* **What needs to be done**
Copy the data word for word, starting at the line that contains "yellow ear tag -> outlines" and continuing through the last line of the data, with both of those lines included.

---------- Stored data

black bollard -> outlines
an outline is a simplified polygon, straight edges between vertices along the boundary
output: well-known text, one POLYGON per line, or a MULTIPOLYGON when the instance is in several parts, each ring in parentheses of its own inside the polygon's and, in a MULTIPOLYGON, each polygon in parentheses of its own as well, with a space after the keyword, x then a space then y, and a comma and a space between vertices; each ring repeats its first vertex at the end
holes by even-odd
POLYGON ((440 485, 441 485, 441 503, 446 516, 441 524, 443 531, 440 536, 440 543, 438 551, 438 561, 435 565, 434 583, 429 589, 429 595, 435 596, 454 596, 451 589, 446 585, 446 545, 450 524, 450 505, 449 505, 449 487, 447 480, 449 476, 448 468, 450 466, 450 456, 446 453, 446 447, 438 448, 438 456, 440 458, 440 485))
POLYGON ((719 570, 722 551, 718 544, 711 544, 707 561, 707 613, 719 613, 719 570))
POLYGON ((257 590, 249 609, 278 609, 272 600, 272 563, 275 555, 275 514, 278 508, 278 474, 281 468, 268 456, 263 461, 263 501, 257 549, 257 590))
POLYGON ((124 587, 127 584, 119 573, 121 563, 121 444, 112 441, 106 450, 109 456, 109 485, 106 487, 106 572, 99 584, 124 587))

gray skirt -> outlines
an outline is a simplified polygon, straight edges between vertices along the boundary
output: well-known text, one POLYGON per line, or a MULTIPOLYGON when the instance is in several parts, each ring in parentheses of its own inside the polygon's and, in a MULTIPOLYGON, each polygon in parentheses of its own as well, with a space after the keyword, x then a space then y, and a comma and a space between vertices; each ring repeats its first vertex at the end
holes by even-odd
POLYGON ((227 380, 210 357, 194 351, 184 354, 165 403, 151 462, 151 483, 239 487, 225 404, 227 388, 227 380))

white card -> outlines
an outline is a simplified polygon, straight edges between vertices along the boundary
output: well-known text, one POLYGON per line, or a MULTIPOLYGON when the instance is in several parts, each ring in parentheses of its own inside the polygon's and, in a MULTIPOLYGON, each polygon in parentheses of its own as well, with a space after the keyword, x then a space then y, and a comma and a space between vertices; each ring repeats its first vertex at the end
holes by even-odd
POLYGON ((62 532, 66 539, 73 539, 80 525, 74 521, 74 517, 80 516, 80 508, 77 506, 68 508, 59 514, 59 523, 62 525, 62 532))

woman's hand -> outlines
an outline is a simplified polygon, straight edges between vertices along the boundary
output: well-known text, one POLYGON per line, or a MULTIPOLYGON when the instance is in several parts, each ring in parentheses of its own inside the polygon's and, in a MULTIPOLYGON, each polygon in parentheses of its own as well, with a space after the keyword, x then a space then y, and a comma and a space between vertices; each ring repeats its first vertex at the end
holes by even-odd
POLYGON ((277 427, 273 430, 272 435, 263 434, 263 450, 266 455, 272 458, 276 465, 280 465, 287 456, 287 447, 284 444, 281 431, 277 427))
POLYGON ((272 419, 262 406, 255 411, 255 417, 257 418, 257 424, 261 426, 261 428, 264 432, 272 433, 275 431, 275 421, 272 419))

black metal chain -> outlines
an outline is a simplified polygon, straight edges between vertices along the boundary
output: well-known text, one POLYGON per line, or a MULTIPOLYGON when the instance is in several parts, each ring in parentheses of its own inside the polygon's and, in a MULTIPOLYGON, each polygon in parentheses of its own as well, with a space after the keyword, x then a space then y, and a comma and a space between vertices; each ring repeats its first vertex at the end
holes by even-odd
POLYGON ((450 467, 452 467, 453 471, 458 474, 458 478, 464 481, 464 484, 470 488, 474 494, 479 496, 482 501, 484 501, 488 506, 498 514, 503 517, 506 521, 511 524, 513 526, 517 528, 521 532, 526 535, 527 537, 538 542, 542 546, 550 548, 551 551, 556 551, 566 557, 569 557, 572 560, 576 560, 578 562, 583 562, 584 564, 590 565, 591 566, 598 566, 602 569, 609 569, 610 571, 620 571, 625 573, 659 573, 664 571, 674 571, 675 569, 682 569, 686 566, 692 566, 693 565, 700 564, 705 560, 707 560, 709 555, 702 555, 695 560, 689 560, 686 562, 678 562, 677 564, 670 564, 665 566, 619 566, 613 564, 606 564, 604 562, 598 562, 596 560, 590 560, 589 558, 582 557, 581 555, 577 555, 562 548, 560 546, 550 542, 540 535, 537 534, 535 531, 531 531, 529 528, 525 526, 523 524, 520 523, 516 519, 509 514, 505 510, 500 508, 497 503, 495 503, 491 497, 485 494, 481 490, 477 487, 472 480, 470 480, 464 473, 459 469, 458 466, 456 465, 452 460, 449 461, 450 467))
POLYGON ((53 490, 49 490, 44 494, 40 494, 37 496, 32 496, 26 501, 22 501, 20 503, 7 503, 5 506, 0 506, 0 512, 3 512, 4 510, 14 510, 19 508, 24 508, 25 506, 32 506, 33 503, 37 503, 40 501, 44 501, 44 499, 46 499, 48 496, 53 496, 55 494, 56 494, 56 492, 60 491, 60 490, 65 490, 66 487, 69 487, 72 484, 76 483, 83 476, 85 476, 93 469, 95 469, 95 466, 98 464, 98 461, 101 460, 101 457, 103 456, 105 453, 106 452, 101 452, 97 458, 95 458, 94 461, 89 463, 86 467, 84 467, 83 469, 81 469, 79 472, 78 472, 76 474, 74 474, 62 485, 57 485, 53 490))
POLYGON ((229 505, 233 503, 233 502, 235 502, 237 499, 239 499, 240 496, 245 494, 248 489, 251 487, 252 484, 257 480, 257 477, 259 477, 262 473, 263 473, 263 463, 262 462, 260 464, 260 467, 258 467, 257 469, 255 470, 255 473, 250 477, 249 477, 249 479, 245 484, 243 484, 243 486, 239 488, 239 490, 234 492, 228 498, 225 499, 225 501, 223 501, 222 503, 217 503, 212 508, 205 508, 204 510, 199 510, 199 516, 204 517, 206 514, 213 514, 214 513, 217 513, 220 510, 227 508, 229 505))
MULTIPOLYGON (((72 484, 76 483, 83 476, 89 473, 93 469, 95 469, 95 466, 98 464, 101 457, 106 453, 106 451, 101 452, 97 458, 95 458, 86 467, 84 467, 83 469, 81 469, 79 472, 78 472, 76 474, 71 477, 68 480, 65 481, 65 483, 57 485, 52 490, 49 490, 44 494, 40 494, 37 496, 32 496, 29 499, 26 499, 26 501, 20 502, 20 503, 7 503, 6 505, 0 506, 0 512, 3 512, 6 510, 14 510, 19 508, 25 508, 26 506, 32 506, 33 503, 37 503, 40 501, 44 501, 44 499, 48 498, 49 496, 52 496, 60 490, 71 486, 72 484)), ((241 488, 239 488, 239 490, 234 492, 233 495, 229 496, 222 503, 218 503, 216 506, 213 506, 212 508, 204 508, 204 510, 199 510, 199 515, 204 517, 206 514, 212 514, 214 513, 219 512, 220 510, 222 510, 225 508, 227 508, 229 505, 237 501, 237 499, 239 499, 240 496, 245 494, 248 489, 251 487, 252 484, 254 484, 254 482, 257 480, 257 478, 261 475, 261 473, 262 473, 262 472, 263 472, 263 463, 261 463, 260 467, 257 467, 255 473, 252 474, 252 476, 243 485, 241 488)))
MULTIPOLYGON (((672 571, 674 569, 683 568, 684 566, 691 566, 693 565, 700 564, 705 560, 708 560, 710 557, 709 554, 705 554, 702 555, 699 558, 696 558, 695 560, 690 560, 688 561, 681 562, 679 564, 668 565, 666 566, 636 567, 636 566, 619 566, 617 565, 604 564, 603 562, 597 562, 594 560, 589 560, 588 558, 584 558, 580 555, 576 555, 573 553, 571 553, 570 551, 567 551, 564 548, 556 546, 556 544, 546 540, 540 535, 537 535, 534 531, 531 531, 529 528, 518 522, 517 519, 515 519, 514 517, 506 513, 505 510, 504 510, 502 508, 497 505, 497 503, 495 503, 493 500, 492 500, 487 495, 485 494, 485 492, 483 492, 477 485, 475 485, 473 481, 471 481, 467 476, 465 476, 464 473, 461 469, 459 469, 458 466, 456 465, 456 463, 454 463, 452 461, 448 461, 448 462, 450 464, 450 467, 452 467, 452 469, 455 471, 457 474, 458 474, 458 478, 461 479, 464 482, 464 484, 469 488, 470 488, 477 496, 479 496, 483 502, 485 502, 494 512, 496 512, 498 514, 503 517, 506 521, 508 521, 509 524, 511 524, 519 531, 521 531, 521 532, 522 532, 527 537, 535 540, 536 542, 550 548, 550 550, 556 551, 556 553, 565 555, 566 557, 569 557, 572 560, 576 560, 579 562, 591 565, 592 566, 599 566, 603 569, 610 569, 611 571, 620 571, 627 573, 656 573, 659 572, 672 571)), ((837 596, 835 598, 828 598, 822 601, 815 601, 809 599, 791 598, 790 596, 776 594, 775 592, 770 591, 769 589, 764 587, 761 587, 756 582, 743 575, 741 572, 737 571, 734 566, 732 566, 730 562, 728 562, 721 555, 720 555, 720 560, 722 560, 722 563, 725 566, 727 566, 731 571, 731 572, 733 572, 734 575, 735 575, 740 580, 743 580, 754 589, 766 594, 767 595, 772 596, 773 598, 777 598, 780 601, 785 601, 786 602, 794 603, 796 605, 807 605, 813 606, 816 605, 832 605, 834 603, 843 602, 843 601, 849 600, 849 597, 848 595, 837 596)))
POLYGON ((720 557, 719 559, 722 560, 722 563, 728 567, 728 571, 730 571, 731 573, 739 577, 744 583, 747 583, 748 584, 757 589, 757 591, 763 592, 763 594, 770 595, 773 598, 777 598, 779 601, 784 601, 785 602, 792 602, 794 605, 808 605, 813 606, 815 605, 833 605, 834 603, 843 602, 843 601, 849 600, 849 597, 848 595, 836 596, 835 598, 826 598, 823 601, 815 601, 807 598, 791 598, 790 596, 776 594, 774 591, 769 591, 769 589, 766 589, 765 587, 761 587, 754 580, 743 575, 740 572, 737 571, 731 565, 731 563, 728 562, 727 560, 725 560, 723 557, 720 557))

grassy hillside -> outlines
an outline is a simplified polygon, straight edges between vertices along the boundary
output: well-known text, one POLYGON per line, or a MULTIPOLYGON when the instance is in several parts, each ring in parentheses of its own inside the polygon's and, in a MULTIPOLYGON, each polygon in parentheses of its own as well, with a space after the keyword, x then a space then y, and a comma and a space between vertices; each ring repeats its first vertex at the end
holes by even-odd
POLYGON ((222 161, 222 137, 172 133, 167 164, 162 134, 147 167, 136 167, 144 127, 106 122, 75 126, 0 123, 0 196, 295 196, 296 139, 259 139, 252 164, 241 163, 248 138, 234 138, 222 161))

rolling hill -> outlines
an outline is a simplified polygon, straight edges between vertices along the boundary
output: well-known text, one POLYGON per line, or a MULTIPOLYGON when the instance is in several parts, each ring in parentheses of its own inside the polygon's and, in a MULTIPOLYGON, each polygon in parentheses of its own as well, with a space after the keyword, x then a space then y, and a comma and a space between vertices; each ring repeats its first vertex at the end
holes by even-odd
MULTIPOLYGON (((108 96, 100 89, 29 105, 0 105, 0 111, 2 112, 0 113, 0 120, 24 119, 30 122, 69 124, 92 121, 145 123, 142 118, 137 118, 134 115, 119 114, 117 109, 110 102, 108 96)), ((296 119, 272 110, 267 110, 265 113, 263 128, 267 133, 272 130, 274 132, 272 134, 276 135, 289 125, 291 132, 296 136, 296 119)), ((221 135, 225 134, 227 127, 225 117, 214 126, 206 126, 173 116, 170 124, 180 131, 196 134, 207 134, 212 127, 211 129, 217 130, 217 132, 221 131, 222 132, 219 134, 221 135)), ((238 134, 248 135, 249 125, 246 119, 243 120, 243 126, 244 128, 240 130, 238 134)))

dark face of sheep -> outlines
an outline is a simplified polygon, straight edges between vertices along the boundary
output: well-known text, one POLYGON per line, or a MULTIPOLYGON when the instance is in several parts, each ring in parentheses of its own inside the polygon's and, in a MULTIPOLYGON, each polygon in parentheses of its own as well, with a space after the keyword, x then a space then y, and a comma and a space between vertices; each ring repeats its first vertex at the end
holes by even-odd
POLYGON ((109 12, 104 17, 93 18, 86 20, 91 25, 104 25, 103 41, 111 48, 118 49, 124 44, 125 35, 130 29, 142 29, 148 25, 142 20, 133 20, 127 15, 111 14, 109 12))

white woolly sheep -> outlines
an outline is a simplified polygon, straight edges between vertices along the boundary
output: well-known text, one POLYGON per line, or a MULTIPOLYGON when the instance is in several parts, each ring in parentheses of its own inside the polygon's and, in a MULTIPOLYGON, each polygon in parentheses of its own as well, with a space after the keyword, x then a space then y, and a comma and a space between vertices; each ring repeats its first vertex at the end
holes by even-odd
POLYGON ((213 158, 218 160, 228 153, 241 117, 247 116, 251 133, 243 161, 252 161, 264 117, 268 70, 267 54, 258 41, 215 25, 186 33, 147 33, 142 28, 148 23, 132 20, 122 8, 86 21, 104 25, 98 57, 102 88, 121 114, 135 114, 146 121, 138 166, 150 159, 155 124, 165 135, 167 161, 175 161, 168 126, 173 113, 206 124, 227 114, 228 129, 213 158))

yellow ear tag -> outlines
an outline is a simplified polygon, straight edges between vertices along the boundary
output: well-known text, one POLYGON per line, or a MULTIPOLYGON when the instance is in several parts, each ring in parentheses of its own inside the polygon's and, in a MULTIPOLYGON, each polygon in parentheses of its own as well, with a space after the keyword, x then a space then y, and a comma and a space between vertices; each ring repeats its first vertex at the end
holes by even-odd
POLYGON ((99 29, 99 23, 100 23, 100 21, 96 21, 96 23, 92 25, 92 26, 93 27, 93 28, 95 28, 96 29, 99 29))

--------------------

* **Exercise answer**
yellow ear tag -> outlines
an outline is a simplified polygon, straight edges between vertices along the boundary
output: well-known text, one POLYGON per line, or a MULTIPOLYGON when the instance is in several parts, each ring in parentheses of its own inside the polygon's and, in a MULTIPOLYGON, each polygon in parentheses of its own as well, with a space after the keyword, x then a space then y, and a comma and a space between vertices; each ring repeats its first vertex at the end
holes by even-odd
POLYGON ((99 29, 99 23, 100 23, 100 21, 96 21, 96 23, 92 25, 92 26, 93 27, 93 28, 95 28, 96 29, 99 29))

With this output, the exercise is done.